TABLE 3 Recovery of BSA as entrapped, unentrapped, and total protein after the encapsulation process in human erythrocytes (n = 3)

Fraction	Expected amount (μg)	Measured amount (μg)	Recovery^a
Entrapped fraction	2624.00	1979.25 (9.45)^b	75.18% (0.36)
Unentrapped fraction	5376.00	5803.83 (401.46)	107.95% (7.46)
Total	8000	7776.58 (392.71)	97.20% (4.90)

^aRatio of measured amount to expected amount of BSA in each fraction at erythrocyte lysis point (see text for details).

^b Mean (SD).

Loading Parameters

The average loading parameters of BSA in human erythrocytes are shown in Table 4. The loaded amount of BSA is comparable to those values reported in the literature for a variety of proteins (Gutierrez Millan et al. 2004). This can ensure sufficient entry of BSA into the body on reinjection of fairly low volumes of the packed cells. A cell recovery of ∼87.53%, being practically appreciable, is comparable to recovery results of other drugs and proteins reported by others (Magnani et al. 2002; Rossi et al. 2005).

TABLE 4 Loading parameters of encapsulation method of BSA in human intact erythrocytes (n = 3)

Parameter	Mean	SD
Loaded amount (μg)	1979.25	9.45
Entrapment efficiency (%)	30.06	0.20
Cell recovery (%)	87.53	0.66

Process Validation Tests

Table 5 shows that the intrasubject variations of the loading procedure are fairly low. Also, as shown in Table 6, the intersubject variations of the loading procedure are low too, even when samples taken from subjects of different sexes were included in the study. Considering the biological nature of the carriers used in this study, these markedly low variations of loading parameters are highly interesting and promising with respect to the popular use of this carrier system.

TABLE 5 Intrasubject variations of loading parameters of BSA in human intact erythrocytes (n = 3)

Sample No.	Loaded amount (μg)	Efficiency of entrapment (%)
1	237.58	29.69
2	229.23	28.65
3	229.11	28.63
Mean	231.97	28.99
SD	4.85	0.61
CV%	2.09	2.10

TABLE 6 Intersubject variations of loading parameters of BSA in intact human erythrocytes of three male and female volunteers

	Male		Female
Sample No.	Loaded amount (μg)	Efficiency of entrapment (%)	Loaded Amount (μg)	Efficiency of entrapment (%)

_What to work on_:
1. In the excerpt on loading BSA into human erythrocytes, what is the mean cell recovery reported in Table 4?
2. Write a continuation of the excerpt on loading BSA into human erythrocytes, starting after its last line.
You can do this work without the records.

_Data to examine_:
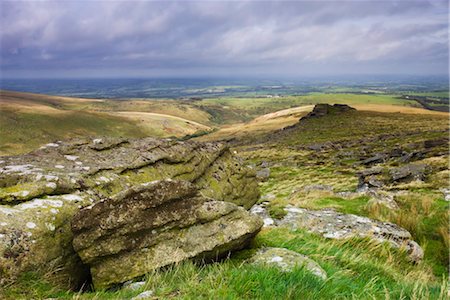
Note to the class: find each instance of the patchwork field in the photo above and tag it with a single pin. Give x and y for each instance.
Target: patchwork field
(386, 161)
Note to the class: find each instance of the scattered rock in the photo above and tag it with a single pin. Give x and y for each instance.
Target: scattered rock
(38, 200)
(286, 260)
(408, 173)
(260, 210)
(435, 143)
(154, 225)
(383, 198)
(378, 158)
(335, 225)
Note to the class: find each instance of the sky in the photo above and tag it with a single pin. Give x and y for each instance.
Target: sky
(84, 39)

_List of answers_:
1. 87.53%, with a standard deviation of 0.66.

2.
1	231.97	28.99	210.97	26.37
2	245.42	30.67	222.48	27.81
3	240.15	30.01	229.23	28.65
Mean	239.18	29.89	220.90	27.61
SD	6.78	0.85	9.23	1.15
CV%	2.83	2.84	4.17	4.16

The recovery of the encapsulation process is shown in Table 3 with respect to entrapped, unentrapped, and total protein. These data may provide a reasonable basis for investigation of the mechanism of entrapment, as discussed earlier, and indicate a remarkable degree of accuracy and validity for the whole process, particularly considering the high total protein recovery (i.e., 97.2%).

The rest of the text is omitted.